EXCERPTED TEXT |
•••
Live from Cannes Lions Health: Discussions about health usually happen in carefully controlled environments, full of hushed tones and antiseptic smells. Not at Cannes Lions. There, many of the winners were ones who took personal and difficult discussions into incredibly public spaces.
Treatment Box
You might remember The Truth campaign for their long-standing fight with the tobacco industry. This year, they turned their focus to opioid abuse with a campaign just as compelling and cutting as you’ve ever seen them wage against cigarettes.
At the center was Treatment Box, a five-day, entirely unfiltered display of one woman’s detox. The detox happened to Rebekkah. She was 26 years old and addicted to heroin and opioids when she showed up in a box on a New York City street.
The Truth live cast every moment of her detox – from nausea to insomnia to shaking – into a three-dimensional display in Astor Place that made it look eerily like passersby were seeing right into her room. They watched her wracked with pain and heard her story – in short snippets – of being prescribed with opioids as a 14 year-old cheerleader and turning to heroin with the refills ran out.
The Healing House
Imagine walking down a street and having all your assumptions about living with HIV challenged. That’s what the Healing House did this year. Oh, and, it offered people a massage in exchange for an open mind, not a bad deal.
Here are the underlying facts: over half of North Americans say they won’t touch someone with HIV and 95 million believe HIV can be contracted from that kind of simple contact. The Healing House was built to dispel all the myths. It was a 7,000 square foot spa built on a busy Toronto street corner offering free massages from HIV-positive volunteers. Their goal: show people that touch isn’t dangerous; it can actually be healing.
•••
DATA FOR ANALYSIS |
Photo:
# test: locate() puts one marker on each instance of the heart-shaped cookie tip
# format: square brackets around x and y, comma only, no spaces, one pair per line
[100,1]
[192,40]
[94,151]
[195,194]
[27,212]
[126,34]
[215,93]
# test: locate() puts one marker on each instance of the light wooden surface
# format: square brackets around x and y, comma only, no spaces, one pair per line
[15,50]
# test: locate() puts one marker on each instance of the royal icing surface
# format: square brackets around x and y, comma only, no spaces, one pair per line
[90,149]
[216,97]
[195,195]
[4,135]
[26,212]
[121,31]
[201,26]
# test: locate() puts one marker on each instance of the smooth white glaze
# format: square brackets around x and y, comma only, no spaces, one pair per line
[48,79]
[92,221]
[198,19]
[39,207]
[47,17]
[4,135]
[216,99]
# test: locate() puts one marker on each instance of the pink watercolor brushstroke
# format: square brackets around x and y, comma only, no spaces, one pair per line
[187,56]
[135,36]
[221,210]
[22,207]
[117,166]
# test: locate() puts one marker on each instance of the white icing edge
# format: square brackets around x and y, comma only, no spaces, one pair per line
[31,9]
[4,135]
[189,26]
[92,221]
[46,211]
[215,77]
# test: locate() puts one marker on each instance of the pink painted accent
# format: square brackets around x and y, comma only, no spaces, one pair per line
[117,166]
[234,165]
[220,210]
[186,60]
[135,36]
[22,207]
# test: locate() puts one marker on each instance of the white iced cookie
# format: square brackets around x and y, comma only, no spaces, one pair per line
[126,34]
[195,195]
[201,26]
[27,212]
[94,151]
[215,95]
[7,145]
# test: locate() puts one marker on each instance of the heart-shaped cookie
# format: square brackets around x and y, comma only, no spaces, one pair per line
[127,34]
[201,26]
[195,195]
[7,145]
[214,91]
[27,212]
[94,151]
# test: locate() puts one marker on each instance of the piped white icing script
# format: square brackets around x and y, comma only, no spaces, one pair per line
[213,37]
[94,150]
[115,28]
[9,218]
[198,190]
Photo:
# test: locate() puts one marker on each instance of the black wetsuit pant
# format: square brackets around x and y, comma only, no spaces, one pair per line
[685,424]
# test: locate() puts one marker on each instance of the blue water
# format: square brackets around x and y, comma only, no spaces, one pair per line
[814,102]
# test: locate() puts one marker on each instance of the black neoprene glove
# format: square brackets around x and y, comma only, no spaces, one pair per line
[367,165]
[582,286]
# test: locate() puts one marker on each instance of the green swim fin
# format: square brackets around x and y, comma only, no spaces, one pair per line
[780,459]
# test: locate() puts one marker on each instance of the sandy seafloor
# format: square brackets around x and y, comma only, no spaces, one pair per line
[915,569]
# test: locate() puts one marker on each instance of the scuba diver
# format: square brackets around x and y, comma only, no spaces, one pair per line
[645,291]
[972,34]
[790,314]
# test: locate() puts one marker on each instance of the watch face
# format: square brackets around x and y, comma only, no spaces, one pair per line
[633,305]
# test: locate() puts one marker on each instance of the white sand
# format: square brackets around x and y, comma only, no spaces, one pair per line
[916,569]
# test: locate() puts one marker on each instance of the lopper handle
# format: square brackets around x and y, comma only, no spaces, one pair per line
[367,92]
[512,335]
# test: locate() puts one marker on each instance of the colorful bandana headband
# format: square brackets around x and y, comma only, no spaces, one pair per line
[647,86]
•••
WORK INSTRUCTIONS |
- A) According to the Cannes Lions Health article, how large was the spa built for the Healing House?
- B) Continue the Cannes Lions Health article from the point where it ends.

ANSWERS TO THE PROBLEMS |
- A) It was 7,000 square feet.

- B)
The walls of the spa were covered with real information and calls for change. Hundreds of people participated personally in learning something new about touch.
Street-Vet
Do you take your dog to the vet for annual health screenings? Purina’s research shows that not enough of us pet owners do; so, they brought proactive testing to the street.
Purina’s Street-Vet is a digital billboard that tests a dog’s urine to check for disease. With one pee on a poll, the smart device can check levels of glucose, protein, leukocytes, and pH and post results right to the interactive digital billboard. Owners can even download results to take to their veterinarians.
Purina wanted to try a test that happens in real life because dogs are great at hiding their symptoms and not enough of their humans get them to their annual vet checks. Street-Vet can help spot signs of disease early and sync up with the ProPlan Veterinary Diet to support dogs’ health with nutrition.